◆ **Image-grounded pointing data**:
******************************

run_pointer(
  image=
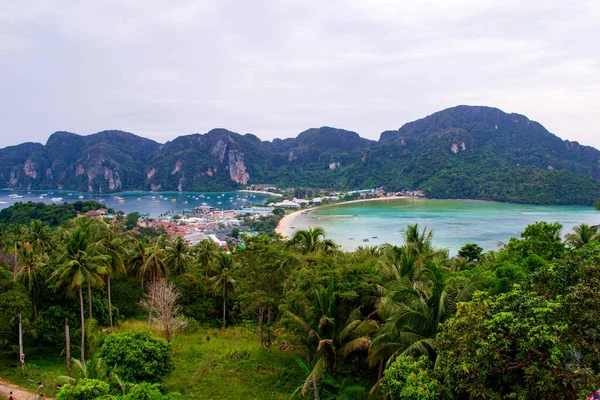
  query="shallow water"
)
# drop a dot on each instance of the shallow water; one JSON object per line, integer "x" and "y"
{"x": 153, "y": 203}
{"x": 454, "y": 222}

******************************

All records above must be output exactly as they stand, excluding pictures.

run_pointer(
  image=
  query="shallow water"
)
# drop a dot on each instance of the shallow water; one JSON object per line, integer "x" and "y"
{"x": 153, "y": 203}
{"x": 454, "y": 222}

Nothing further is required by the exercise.